Monthly Archives: July 2007

Ever hopeful

This morning, I went to a special Year 10 assembly at the High School, where certificates were being handed out to those pupils who had received particularly good reports from their work experience placings. Two representatives from one firm that had taken several students were there to hand out some certificates and the rest, fifty or so, were read out and were to be given out at afternoon registration, as well as chocolates to each class. Each child had written a work experience diary and the best of these were given £15 gift vouchers. There were also chocolates and cards for the form tutors and extra presents for staff who had helped the Work Experience co-ordinator. Overall, it was a very jolly occasion with a good atmosphere.

The Deputy Head remarked that not everyone had enjoyed their placement, but that most of them had made the best of it and that some of the award-winners were people who had not found it the most interesting but had worked cheerfully and capably anyway.

» Required tasks
a - In the assembly account, please swap "chocolates" for "sweets" and write the passage out again, beginning at the words that have "Ever hopeful" and stopping after "a good atmosphere.".
b - Name every kind of award or gift that the assembly account says was handed out.
c - Answer these about the assembly account:
(i) Which year group was the special assembly for?
(ii) About how many certificates were read out?
(iii) Who remarked that not everyone had enjoyed their placement?

» Stored entries
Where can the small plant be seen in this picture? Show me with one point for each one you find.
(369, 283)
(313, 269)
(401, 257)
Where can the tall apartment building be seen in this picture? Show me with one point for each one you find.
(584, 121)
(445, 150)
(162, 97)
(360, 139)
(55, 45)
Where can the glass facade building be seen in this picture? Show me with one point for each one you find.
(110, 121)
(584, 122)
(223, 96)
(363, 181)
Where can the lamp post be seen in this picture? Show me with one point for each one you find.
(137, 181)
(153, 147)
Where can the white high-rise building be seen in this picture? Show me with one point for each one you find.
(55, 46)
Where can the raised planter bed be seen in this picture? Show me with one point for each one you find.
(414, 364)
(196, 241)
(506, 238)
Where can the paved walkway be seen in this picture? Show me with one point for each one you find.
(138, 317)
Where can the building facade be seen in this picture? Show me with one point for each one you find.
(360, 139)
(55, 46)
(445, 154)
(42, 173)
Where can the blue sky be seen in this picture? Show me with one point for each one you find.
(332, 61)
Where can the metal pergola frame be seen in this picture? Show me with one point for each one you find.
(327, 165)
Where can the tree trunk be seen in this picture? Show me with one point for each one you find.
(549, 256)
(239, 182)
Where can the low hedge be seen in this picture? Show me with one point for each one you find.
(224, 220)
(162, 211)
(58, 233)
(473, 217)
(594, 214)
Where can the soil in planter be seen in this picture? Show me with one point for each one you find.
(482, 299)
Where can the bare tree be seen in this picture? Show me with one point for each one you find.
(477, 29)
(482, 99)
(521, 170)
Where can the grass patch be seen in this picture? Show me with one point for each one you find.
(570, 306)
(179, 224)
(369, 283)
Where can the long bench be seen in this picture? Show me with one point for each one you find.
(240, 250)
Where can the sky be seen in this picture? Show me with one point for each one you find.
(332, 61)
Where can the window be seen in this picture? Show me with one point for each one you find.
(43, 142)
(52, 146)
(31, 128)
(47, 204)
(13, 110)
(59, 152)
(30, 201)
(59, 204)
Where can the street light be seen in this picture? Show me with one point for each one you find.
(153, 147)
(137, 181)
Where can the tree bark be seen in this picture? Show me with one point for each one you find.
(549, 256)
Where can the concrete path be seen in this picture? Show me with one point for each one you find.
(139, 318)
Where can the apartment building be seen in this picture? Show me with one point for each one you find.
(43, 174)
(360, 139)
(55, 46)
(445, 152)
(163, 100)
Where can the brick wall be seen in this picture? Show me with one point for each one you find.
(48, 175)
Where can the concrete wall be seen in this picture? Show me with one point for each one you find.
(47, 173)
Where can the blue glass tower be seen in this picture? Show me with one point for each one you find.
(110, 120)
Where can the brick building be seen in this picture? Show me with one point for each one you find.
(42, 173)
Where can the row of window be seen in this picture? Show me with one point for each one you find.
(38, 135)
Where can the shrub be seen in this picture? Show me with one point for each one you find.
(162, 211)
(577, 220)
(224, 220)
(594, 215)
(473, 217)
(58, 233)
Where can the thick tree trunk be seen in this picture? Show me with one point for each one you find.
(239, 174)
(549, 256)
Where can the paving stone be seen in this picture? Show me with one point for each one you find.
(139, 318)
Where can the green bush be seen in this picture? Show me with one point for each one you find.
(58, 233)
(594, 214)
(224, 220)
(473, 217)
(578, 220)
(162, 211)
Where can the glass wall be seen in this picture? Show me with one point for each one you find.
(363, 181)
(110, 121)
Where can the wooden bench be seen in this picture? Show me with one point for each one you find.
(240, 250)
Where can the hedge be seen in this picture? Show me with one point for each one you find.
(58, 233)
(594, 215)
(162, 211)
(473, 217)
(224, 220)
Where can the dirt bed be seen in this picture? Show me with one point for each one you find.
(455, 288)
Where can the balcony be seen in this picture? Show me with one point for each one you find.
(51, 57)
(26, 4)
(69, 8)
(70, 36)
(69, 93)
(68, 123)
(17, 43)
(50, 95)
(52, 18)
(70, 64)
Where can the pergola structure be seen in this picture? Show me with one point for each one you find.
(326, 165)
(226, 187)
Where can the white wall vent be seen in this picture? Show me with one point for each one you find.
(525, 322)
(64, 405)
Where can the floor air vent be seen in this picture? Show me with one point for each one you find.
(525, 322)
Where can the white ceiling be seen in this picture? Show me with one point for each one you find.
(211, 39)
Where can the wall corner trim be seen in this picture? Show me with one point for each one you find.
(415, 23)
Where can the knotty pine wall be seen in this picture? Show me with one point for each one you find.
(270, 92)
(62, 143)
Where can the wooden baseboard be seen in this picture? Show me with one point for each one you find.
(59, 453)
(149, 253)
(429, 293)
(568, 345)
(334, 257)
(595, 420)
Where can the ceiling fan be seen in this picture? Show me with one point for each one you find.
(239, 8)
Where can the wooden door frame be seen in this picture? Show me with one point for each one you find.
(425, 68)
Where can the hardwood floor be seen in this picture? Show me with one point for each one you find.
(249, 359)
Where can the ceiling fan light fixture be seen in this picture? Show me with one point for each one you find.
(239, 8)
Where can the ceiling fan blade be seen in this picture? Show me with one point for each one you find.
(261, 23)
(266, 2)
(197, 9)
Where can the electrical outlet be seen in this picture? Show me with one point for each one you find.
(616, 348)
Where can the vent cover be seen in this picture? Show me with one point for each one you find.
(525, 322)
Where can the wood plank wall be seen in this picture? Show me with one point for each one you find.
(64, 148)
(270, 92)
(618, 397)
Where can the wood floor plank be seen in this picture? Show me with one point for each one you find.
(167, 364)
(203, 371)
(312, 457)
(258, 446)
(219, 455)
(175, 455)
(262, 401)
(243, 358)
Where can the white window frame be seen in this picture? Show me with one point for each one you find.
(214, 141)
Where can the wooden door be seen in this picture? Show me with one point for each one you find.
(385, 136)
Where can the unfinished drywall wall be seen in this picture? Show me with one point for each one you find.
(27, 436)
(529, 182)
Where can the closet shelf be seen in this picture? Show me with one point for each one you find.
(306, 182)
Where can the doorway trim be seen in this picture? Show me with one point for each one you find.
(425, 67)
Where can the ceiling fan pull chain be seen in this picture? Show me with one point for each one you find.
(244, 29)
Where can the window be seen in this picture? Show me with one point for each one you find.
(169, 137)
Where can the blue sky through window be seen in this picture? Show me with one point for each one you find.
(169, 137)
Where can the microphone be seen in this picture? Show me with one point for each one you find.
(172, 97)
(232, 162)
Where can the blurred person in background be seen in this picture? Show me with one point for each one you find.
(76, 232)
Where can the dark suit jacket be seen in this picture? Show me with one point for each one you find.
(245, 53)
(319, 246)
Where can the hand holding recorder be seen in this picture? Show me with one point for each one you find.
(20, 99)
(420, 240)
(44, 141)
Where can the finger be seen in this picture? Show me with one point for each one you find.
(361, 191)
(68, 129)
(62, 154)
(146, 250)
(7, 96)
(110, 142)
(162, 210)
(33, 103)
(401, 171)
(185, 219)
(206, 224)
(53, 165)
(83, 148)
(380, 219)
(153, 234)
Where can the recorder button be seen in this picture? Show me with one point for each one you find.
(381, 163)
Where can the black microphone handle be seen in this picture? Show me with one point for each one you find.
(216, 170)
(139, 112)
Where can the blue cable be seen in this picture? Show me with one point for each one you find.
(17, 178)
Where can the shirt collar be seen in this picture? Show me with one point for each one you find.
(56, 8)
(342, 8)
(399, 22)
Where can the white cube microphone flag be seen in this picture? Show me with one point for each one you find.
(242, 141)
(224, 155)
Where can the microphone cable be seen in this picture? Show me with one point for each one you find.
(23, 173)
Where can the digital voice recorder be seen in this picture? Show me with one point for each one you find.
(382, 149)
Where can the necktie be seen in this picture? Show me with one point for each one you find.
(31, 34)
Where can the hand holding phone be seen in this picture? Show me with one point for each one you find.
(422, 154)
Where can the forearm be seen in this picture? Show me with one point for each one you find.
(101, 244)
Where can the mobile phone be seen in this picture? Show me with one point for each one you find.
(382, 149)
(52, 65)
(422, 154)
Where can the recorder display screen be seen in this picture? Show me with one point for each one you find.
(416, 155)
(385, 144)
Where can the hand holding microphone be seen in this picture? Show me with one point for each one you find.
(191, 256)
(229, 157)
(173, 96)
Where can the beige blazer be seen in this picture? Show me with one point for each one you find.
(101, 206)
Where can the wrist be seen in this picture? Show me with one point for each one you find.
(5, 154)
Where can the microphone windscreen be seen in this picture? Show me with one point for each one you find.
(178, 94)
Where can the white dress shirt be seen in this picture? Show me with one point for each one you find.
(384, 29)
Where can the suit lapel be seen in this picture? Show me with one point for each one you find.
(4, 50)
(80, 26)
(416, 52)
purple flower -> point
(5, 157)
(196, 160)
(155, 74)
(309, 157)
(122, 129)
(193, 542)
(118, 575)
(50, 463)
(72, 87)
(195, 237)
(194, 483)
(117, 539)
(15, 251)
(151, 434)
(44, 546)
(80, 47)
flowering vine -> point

» Solutions for each task
a -
Ever hopeful

This morning, I went to a special Year 10 assembly at the High School, where certificates were being handed out to those pupils who had received particularly good reports from their work experience placings. Two representatives from one firm that had taken several students were there to hand out some certificates and the rest, fifty or so, were read out and were to be given out at afternoon registration, as well as sweets to each class. Each child had written a work experience diary and the best of these were given £15 gift vouchers. There were also sweets and cards for the form tutors and extra presents for staff who had helped the Work Experience co-ordinator. Overall, it was a very jolly occasion with a good atmosphere.

b -
Certificates
Chocolates
£15 gift vouchers
Cards
Extra presents

c -
(i) Year 10
(ii) Fifty or so
(iii) The Deputy Head